About this exercise:
Nothing may be added, dropped, or altered; restate the listing word for word.

Listed records:
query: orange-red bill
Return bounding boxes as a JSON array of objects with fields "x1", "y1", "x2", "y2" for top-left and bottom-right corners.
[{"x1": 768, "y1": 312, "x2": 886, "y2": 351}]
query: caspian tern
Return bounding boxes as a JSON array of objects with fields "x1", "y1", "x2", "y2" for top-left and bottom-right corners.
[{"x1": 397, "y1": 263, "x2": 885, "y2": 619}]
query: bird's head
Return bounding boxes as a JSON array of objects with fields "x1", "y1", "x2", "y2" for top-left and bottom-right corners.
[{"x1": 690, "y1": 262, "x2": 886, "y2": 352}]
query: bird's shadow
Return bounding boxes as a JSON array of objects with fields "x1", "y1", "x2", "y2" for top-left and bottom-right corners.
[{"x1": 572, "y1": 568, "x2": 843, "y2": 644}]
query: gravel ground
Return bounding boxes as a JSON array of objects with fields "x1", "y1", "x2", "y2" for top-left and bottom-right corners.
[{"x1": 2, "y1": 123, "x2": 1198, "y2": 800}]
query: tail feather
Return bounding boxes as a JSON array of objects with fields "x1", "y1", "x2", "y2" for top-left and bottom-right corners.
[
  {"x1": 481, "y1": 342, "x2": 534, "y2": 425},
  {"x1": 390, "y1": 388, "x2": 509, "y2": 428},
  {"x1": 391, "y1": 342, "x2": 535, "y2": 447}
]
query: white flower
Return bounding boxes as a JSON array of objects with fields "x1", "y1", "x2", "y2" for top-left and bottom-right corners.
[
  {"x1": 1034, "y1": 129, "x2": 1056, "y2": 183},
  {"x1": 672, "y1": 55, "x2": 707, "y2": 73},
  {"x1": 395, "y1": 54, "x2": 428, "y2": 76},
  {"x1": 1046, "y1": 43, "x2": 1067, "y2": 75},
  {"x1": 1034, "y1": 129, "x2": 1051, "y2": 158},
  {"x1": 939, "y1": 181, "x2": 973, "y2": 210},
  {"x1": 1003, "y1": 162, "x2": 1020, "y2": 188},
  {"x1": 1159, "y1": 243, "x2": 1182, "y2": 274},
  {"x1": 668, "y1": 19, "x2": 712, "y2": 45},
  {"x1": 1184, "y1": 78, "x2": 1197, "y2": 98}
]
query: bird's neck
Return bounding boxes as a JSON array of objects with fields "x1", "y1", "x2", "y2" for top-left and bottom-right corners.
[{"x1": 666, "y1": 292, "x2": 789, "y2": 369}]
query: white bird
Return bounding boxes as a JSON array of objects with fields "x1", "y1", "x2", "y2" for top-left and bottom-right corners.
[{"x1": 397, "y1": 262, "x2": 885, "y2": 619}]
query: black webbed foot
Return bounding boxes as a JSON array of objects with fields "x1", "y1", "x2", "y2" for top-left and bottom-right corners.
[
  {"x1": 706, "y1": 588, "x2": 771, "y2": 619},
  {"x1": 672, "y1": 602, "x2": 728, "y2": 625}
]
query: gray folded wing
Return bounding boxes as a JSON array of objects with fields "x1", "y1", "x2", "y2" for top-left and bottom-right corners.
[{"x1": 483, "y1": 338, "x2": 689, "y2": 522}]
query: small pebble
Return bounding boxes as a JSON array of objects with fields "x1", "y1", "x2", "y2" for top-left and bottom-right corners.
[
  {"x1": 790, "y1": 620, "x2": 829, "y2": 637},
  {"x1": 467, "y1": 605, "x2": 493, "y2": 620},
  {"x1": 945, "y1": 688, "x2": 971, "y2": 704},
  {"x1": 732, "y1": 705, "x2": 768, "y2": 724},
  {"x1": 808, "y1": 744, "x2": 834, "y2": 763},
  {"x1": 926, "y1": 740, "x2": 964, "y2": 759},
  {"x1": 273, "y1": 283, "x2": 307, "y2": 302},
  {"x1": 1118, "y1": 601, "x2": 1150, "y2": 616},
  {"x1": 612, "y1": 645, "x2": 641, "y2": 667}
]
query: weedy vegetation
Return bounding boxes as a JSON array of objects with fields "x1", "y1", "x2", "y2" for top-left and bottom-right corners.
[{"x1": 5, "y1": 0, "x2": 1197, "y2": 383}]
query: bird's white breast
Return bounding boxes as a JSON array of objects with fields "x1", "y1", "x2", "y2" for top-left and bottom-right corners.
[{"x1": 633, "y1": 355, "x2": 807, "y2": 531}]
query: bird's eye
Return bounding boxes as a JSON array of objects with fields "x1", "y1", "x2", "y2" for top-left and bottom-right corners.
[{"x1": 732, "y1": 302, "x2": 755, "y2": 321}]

Answer to the problem:
query: orange-red bill
Return bounding boxes as a JSON array of objects with fields "x1", "y1", "x2", "y2" for top-left and bottom-right corners.
[{"x1": 768, "y1": 312, "x2": 886, "y2": 351}]
query: caspian tern
Return bounding boxes as a JSON array of objects with fields "x1", "y1", "x2", "y2" for top-left and bottom-right corners.
[{"x1": 397, "y1": 263, "x2": 885, "y2": 619}]
query: bird's head
Return bounding boxes as a JSON array of objects with fields "x1", "y1", "x2", "y2" for top-left and bottom-right corners.
[{"x1": 690, "y1": 262, "x2": 886, "y2": 352}]
query: bird's shadow
Return bounding boxes as a JSON array of objects with fields "x1", "y1", "x2", "y2" for top-left and bottom-right corners.
[{"x1": 572, "y1": 568, "x2": 843, "y2": 644}]
query: gravel ground
Return bounding boxes as a JSON array of objects with fields "x1", "y1", "x2", "y2" for top-left and bottom-right corners.
[{"x1": 2, "y1": 123, "x2": 1198, "y2": 800}]
query: tail feather
Return bounding boxes as a JSON array of objects with fields "x1", "y1", "x2", "y2" for top-left and bottom-right corners.
[
  {"x1": 481, "y1": 342, "x2": 534, "y2": 425},
  {"x1": 390, "y1": 388, "x2": 509, "y2": 428},
  {"x1": 391, "y1": 342, "x2": 535, "y2": 447}
]
query: white flower
Return bounding boxes as a JSON array of objects with fields "x1", "y1", "x2", "y2" for top-left and bottom-right corners.
[
  {"x1": 1034, "y1": 129, "x2": 1056, "y2": 183},
  {"x1": 672, "y1": 55, "x2": 707, "y2": 73},
  {"x1": 395, "y1": 54, "x2": 428, "y2": 76},
  {"x1": 1046, "y1": 43, "x2": 1067, "y2": 75},
  {"x1": 1034, "y1": 129, "x2": 1051, "y2": 158},
  {"x1": 939, "y1": 181, "x2": 973, "y2": 210},
  {"x1": 1003, "y1": 162, "x2": 1020, "y2": 188},
  {"x1": 1159, "y1": 243, "x2": 1182, "y2": 274},
  {"x1": 668, "y1": 19, "x2": 712, "y2": 45},
  {"x1": 1184, "y1": 78, "x2": 1197, "y2": 98}
]
query: bird's neck
Return bounding boxes as a JSON array of objects with fields "x1", "y1", "x2", "y2" for top-left and bottom-right corners.
[{"x1": 666, "y1": 292, "x2": 789, "y2": 369}]
query: white bird
Return bounding boxes as a JSON array of objects with fields "x1", "y1", "x2", "y2" for top-left and bottom-right corners.
[{"x1": 397, "y1": 262, "x2": 885, "y2": 619}]
query: black webbed foot
Return bounding boxes as a JSON array of objects with fields "x1", "y1", "x2", "y2" for top-left and bottom-right corners.
[
  {"x1": 706, "y1": 588, "x2": 771, "y2": 619},
  {"x1": 672, "y1": 602, "x2": 728, "y2": 625}
]
query: gray folded wing
Return bounding boxes as a JSON array of objects with fields "x1", "y1", "x2", "y2" for top-left and bottom-right corners.
[{"x1": 483, "y1": 338, "x2": 689, "y2": 522}]
query: small pebble
Return bounding boxes as a JSON array of objects with fields "x1", "y1", "x2", "y2" for top-left and bottom-right corners.
[
  {"x1": 790, "y1": 620, "x2": 829, "y2": 637},
  {"x1": 467, "y1": 605, "x2": 493, "y2": 620},
  {"x1": 945, "y1": 688, "x2": 971, "y2": 704},
  {"x1": 732, "y1": 705, "x2": 768, "y2": 724},
  {"x1": 808, "y1": 744, "x2": 834, "y2": 763},
  {"x1": 926, "y1": 740, "x2": 964, "y2": 759},
  {"x1": 273, "y1": 283, "x2": 307, "y2": 302},
  {"x1": 1118, "y1": 601, "x2": 1150, "y2": 616},
  {"x1": 612, "y1": 645, "x2": 641, "y2": 667}
]
query: weedy vegetation
Return bounding boxes as a JSON array of objects with fields "x1", "y1", "x2", "y2" for top-left and bottom-right corners.
[{"x1": 5, "y1": 0, "x2": 1197, "y2": 383}]
query: bird's white breast
Return bounding boxes as a JSON array of objects with fields "x1", "y1", "x2", "y2" for top-left and bottom-right corners.
[{"x1": 633, "y1": 355, "x2": 807, "y2": 531}]
query: bird's eye
Return bounding boxes as a JSON array of objects with fields "x1", "y1", "x2", "y2" for top-left and bottom-right corners.
[{"x1": 732, "y1": 302, "x2": 755, "y2": 321}]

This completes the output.